— BEGIN —

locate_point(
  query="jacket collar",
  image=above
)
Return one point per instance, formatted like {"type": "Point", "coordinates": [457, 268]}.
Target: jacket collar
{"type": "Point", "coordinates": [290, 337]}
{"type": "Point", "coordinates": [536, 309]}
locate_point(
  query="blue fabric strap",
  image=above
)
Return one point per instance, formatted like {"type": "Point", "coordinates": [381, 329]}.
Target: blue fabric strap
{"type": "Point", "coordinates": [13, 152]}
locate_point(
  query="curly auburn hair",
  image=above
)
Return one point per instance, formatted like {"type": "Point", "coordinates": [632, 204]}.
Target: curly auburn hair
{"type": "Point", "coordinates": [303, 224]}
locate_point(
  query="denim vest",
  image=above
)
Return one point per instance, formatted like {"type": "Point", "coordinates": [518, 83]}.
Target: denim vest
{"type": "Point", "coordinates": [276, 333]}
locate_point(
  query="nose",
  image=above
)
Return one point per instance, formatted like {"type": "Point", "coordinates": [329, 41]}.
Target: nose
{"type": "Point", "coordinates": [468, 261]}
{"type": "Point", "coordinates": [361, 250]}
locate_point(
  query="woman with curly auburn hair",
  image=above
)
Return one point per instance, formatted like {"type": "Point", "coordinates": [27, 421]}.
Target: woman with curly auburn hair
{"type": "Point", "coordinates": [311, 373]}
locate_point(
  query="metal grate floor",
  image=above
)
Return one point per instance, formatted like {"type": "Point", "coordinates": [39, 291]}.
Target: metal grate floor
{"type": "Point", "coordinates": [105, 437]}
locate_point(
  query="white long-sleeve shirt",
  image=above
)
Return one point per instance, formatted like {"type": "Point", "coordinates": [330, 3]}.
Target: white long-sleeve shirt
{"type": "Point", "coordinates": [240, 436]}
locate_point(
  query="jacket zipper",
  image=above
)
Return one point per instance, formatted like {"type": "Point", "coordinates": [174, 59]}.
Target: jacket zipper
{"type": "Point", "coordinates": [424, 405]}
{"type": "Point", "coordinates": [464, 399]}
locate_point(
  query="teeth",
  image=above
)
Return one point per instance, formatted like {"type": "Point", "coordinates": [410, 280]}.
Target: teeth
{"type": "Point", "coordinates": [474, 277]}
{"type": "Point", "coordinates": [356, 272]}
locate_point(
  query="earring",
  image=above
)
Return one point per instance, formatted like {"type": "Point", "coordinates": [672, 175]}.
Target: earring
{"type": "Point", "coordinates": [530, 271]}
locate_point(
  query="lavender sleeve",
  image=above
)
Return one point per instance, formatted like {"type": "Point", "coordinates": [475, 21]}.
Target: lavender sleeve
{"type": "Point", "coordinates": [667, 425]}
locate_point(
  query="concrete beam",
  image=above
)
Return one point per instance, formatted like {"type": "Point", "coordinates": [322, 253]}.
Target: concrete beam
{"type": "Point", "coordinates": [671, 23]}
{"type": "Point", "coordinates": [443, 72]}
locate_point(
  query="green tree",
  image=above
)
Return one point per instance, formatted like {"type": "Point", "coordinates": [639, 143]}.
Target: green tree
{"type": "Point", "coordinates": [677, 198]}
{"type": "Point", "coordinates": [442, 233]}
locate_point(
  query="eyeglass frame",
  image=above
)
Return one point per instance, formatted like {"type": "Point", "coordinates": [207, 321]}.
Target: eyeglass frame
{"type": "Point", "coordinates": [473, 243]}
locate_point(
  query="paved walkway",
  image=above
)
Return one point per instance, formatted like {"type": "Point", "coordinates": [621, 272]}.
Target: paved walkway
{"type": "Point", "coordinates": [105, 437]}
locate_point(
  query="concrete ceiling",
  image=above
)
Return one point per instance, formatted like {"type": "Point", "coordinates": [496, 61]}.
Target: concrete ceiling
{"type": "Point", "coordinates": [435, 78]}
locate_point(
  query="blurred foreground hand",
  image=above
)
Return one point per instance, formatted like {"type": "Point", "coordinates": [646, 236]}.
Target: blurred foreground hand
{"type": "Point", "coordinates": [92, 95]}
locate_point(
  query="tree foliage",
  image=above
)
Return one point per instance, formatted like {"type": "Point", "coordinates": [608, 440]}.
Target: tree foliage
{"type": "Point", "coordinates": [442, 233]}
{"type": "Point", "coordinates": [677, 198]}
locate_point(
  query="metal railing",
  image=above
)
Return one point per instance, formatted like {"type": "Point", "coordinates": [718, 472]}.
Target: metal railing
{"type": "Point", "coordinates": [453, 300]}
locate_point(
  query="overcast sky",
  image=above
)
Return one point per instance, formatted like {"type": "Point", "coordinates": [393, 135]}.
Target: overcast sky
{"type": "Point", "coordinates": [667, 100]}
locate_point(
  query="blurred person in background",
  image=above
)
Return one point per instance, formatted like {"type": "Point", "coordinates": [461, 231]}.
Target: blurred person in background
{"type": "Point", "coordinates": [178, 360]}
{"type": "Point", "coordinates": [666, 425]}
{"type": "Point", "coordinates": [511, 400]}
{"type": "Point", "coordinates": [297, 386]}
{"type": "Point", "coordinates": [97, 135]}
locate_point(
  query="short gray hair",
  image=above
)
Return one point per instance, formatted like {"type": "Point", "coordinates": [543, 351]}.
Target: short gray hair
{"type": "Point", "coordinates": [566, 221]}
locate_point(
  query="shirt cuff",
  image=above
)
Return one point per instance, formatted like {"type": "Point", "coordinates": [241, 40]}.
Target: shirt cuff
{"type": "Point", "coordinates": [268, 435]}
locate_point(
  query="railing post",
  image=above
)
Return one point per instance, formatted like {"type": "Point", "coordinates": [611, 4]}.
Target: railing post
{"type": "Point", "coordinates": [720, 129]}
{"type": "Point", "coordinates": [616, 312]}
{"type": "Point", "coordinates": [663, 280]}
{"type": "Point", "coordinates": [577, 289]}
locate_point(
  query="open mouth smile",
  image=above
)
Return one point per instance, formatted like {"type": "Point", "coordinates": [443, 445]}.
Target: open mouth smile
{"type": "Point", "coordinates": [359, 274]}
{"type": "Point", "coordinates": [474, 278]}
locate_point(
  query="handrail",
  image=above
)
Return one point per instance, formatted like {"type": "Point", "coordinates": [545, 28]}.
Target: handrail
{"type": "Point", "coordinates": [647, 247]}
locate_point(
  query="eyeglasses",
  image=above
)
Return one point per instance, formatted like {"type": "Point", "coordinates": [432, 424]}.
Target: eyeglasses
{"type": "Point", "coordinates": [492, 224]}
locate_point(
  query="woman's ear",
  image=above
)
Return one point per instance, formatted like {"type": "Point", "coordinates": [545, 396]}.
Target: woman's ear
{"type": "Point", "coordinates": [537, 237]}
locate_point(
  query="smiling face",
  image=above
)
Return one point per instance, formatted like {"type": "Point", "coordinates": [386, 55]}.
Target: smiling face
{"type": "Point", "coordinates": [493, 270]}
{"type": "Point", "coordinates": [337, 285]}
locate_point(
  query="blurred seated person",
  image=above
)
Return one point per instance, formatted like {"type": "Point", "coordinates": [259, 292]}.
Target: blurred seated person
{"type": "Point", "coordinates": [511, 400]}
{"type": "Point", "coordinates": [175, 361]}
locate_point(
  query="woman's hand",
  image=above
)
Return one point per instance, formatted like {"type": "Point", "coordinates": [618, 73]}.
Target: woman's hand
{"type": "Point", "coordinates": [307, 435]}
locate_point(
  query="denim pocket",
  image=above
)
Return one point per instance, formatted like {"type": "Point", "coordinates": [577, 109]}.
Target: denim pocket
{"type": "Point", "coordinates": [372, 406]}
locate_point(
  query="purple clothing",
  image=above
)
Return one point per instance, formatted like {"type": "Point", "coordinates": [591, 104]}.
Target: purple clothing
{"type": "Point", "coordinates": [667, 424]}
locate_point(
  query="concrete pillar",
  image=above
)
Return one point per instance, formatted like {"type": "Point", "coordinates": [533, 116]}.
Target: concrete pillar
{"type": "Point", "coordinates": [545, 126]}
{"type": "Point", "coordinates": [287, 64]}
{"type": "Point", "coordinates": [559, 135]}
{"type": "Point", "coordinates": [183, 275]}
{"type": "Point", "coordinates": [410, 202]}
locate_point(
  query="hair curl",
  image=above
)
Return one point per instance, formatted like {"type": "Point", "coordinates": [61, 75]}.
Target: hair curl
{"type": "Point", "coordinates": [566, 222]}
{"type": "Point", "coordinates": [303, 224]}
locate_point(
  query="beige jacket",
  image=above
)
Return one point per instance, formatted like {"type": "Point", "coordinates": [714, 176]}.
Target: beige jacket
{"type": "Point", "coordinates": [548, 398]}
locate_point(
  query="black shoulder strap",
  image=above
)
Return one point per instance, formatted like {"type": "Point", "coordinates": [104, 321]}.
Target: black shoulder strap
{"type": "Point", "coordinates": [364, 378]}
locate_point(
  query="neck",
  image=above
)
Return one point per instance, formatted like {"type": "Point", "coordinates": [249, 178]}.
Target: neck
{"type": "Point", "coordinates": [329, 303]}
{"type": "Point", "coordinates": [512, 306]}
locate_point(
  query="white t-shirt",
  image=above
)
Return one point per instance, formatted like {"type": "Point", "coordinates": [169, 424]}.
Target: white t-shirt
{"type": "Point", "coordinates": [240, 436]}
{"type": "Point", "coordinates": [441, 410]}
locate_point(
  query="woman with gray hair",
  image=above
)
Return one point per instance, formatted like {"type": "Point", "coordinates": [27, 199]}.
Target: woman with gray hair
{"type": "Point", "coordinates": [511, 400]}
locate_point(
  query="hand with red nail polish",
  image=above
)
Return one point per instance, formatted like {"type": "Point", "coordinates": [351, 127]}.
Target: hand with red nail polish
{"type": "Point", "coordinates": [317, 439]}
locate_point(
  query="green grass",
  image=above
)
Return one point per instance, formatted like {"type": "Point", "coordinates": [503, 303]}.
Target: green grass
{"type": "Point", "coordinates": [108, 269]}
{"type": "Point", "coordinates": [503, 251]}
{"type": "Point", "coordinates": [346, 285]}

— END —

Collect every line of the material above that contains the word "grass", matching its case.

» **Solution to the exercise**:
  query="green grass",
Target: green grass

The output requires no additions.